**EXCERPT TO READ:**
-- begin --

As for Karl Townsend, I have known him since he was a little kid. I’m surprised that he is over 45; he must be on the borderline just about. He’s a good league player from London and I also know his brother Wayne who too was a professional.

Karl is playing exactly the same standard now as he has all his life really so I don’t think that he will have great designs on winning it and yeah the general public will know nothing of him, but I know him really well and I’m pleased for him.

Each match is a different kind of game really and for the two guys who will be, him and Ventham…while I suspect there will be a few wisecracks in the other matches, that one will actually be a very serious match so they can double their money and go from there. That’s an odd match really in the context of the rest of the tournament.

PSB: What’s the prize money structure like there?

NF: I think it doubles up and goes from a thousand to a couple of grand for winning your first match I think so you never know. In best of 3’s anything can happen so someone like that might be looking to pick up a bit of prize money. I do feel that from Barry Hearn’s point of view perhaps he would have liked to have had Mike Hallett in there or even Tony Chappell but you can’t have everything. The only way you could do that would be to seed the qualifiers and maybe he will do that in the future to avoid someone like Hallett missing out which is a little bit unfortunate if I’m honest.

But what can you do, Barry is all for sexing the game up, open draws, timed clocks…you have just got to take the rough with the smooth. Sometimes it works out and other times it doesn’t.

PSB: Like you say, Morgan against Hallett was probably the worst draw wasn’t it?

NF: It probably was, they were probably the best two players in qualifying although Gary Wilkinson would have something to say about that.

PSB: Looking back on your career you were one of the lucky or unlucky people to be playing in both of the Davis-Hendry eras really, what was it like to be a top professional during that time?

NF: As you say I was lucky and unlucky, it’s a good way of putting it really as I suppose I was lucky enough to play with the two arguably great players of the game.

I grew up through the Davis era. My best ever period of play really was probably leading up to the final of the UK Championship in 1986 where I had some great results. I’d knocked out Cliff Thorburn easily, I’d beaten Jimmy White, I had beaten John Parrott in the semi-finals comfortably and then in the final I ran into Steve Davis over two days which the UK final was and he strangled the life out of me, beat me 16-7. I had started off by winning the first two or three frames and things were going well but then he just got to grips with me and put me firmly in my place as they say. I was a top player then but he was better.

-- end --

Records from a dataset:

-- begin --

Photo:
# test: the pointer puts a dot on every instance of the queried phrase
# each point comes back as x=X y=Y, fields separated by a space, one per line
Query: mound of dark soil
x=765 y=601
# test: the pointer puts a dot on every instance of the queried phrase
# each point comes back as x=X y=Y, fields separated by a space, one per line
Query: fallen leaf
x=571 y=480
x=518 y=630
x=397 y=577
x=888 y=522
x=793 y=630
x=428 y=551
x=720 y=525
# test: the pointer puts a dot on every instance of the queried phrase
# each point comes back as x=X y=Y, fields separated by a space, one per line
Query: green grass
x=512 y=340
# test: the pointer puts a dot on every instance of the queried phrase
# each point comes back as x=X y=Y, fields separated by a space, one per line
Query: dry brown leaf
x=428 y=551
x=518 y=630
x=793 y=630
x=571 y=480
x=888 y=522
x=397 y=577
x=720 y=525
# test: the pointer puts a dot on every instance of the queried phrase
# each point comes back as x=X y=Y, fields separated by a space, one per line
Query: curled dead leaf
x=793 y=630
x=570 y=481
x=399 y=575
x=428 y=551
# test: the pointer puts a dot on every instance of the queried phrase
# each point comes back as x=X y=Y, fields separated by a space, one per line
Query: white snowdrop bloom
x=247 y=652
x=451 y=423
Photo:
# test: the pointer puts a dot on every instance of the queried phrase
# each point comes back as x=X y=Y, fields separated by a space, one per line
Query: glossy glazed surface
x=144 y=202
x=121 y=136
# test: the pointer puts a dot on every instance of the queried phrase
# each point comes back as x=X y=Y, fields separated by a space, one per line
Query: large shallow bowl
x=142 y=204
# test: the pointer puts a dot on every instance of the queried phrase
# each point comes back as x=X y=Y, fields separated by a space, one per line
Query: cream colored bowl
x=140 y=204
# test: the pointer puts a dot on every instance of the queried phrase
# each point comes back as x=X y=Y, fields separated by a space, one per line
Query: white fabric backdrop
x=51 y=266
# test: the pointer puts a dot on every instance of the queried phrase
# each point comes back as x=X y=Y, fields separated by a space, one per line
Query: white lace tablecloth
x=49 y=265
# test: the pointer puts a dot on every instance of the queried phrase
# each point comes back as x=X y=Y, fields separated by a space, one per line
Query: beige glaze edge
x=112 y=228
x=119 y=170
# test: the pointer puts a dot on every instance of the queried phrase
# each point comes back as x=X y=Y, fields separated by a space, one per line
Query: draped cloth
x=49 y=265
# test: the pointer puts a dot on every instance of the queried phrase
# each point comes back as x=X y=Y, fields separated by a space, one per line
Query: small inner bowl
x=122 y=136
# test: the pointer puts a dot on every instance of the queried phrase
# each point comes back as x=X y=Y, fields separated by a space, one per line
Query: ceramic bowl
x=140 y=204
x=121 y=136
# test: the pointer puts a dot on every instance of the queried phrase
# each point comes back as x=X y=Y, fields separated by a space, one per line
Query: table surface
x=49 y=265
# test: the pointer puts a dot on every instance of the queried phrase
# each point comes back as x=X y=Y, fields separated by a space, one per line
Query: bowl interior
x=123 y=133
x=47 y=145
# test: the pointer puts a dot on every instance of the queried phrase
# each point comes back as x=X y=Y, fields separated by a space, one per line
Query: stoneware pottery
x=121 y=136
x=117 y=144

-- end --

**STATED TASK:** Extend the snooker interview, picking up right after its last sentence.

**OUTPUT FOR THIS EXERCISE:**
So I went through the Davis era and then I went through the early days of Hendry. I played him aged 16 in the Mercantile Classic and beat him 5-4. I didn’t realise how good he was. He had beaten Silvino Francisco in the previous round and I was pleased that he had got through rather than Silvino thinking that I was better off playing Hendry but I soon realised how wrong I was. I managed to beat him 5-4 and had to make one of the best breaks of my life in the deciding frame to do so. Probably the last time I beat him to be honest, he beat me a lot of times after that!

I’m probably as qualified as anyone to decide who the greater player of the two was. I don’t know the answer but I played them both during their peaks. That was the era that I played snooker in.

PSB: John Parrott was another around at that sort of time wasn’t he?

NF: He would have been in exactly the same boat yeah. I’ve known John since we toured Zimbabwe as amateur players aged 17 and we played in the British juniors and all those sorts of things.

The reason John’s game lasted longer than mine did is that his cue action was a bit more solid than mine; it had a bit more longevity. When I had run out of steam after 12-14 years, John was still hitting them through the middle of the ball five or six years on so that would be why John did better than me generally speaking. There was a spell when there wasn’t a great deal between us though.

PSB: Who would you say were the top players that you played during that era, other than obviously Hendry and Davis?

NF: Obviously there are the two that we know about, Hendry and Davis were tough. But there were other players that played it tough, Cliff Thorburn was extremely tough to beat.

The next toughest player though I would say is one who is often forgotten about, he was obviously invited to the seniors and is one of the greatest players of all-time and is Terry Griffiths.

He beat me twice at the Crucible and he was extremely tough to beat. He was tight and played things slow, though he could actually play quicker if he wanted to. I think I saw him win the Scottish Langs Supreme or one of those invitationals where he had enough of playing so he was almost running around the table, so he could do it.

Terry was supremely talented and a good friend of mine off the table, but hard as nails on it so if you could name someone that people have forgotten, he was one of the great players, one of the toughest and one of the guys I respect most both as a player and a commentator.

PSB: At the Crucible he kept running into Davis every year didn’t he?

NF: Yeah he had a shocking record against Davis. I played him twice at the Crucible and he beat me both times and that was when I was quite pleased with how I was playing, so the answer to that one is probably the Griff!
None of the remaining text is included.